Segmentation mask data:
-- Opening Marker --

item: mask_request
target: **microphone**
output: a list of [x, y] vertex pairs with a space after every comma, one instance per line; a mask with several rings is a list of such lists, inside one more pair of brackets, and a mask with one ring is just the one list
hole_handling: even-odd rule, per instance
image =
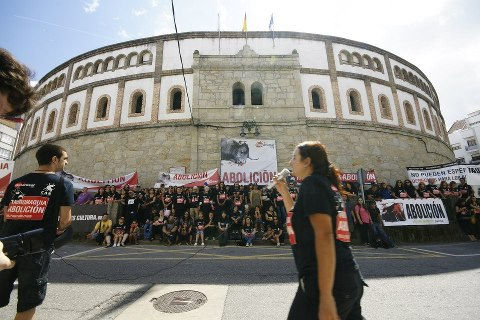
[[[284, 168], [282, 171], [280, 171], [277, 174], [277, 180], [285, 179], [289, 175], [290, 175], [290, 170], [288, 170], [287, 168]], [[275, 185], [275, 182], [271, 182], [271, 183], [268, 184], [267, 188], [272, 189], [274, 185]]]

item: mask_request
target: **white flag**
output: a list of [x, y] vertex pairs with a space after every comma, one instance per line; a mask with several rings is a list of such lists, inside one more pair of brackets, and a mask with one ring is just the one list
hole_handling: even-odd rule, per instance
[[270, 24], [268, 25], [268, 30], [273, 31], [273, 13], [270, 17]]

-- Closing Marker --

# TASK BRIEF
Every entry must be reproduced exactly, with the images left out.

# EXERCISE RESULT
item: mask_request
target: **microphone**
output: a list of [x, y] vertex pairs with a space after every comma, one instance per line; a mask with several rings is a list of such lists, inside one more pair of brackets, and a mask with one ring is just the one list
hole_handling: even-odd rule, per instance
image =
[[[284, 168], [282, 171], [280, 171], [277, 174], [277, 180], [285, 179], [289, 175], [290, 175], [290, 170], [288, 170], [287, 168]], [[275, 185], [275, 182], [271, 182], [271, 183], [268, 184], [267, 188], [272, 189], [274, 185]]]

item: mask_request
target: **white flag**
output: a list of [x, y] vertex pairs with a space after every comma, one instance per line; a mask with several rings is a list of such lists, inside one more pair of brackets, and a mask with one ring is just the one list
hole_handling: even-odd rule, per instance
[[270, 24], [268, 25], [268, 30], [273, 31], [273, 13], [270, 17]]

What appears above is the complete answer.